- Born: 22 January 2003 (age 23) Pauri Garhwal Uttrakhand, India
- Occupation: Actress
- Years active: 2011–present

= Shruti Bhist =

Indian film and television actress

Shruti Bhist (born 22 January 2003) is an Indian film and television actress. She played Ira in Ek Nayi Chhoti Si Zindagi. In 2011, she appeared in the television serial Hitler Didi as Indu.
She also played as Saloni in the fairy adventure comedy series Baal Veer on SAB TV. She also appeared in famous web series The Family Man as Mahima.

## DATA SHOWN
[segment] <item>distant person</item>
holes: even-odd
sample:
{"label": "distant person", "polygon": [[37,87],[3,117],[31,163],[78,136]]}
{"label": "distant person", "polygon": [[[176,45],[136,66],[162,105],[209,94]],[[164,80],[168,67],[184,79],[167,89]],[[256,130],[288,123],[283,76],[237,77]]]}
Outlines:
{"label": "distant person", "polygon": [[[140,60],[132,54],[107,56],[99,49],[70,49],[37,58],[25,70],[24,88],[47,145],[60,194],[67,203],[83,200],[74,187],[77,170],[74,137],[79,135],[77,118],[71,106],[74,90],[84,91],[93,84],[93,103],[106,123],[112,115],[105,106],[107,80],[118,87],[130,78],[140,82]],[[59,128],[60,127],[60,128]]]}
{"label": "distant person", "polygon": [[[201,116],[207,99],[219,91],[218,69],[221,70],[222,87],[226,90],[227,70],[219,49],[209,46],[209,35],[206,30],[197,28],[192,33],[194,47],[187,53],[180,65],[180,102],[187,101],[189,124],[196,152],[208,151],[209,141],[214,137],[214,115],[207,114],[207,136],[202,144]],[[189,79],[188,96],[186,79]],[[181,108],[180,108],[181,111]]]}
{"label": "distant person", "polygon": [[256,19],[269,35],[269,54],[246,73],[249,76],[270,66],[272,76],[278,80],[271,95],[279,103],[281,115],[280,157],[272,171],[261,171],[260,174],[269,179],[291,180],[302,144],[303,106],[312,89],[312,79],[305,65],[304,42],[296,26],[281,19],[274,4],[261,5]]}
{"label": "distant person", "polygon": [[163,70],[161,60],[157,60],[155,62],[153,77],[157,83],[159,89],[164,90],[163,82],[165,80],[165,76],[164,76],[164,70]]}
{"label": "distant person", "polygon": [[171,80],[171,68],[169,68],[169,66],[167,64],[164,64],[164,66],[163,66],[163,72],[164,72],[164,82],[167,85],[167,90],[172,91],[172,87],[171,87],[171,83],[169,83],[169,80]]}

## INSTRUCTION 1
In the Shruti Bhist profile, which character does she play in The Family Man?
## INSTRUCTION 2
Revise the Shruti Bhist profile between "- Born: 22 January" and "Didi as Indu.", inclusive, with "television serial" swapped for "TV serial".

## ANSWER 1
Mahima

## ANSWER 2
- Born: 22 January 2003 (age 23) Pauri Garhwal Uttrakhand, India
- Occupation: Actress
- Years active: 2011–present

= Shruti Bhist =

Indian film and television actress

Shruti Bhist (born 22 January 2003) is an Indian film and television actress. She played Ira in Ek Nayi Chhoti Si Zindagi. In 2011, she appeared in the TV serial Hitler Didi as Indu.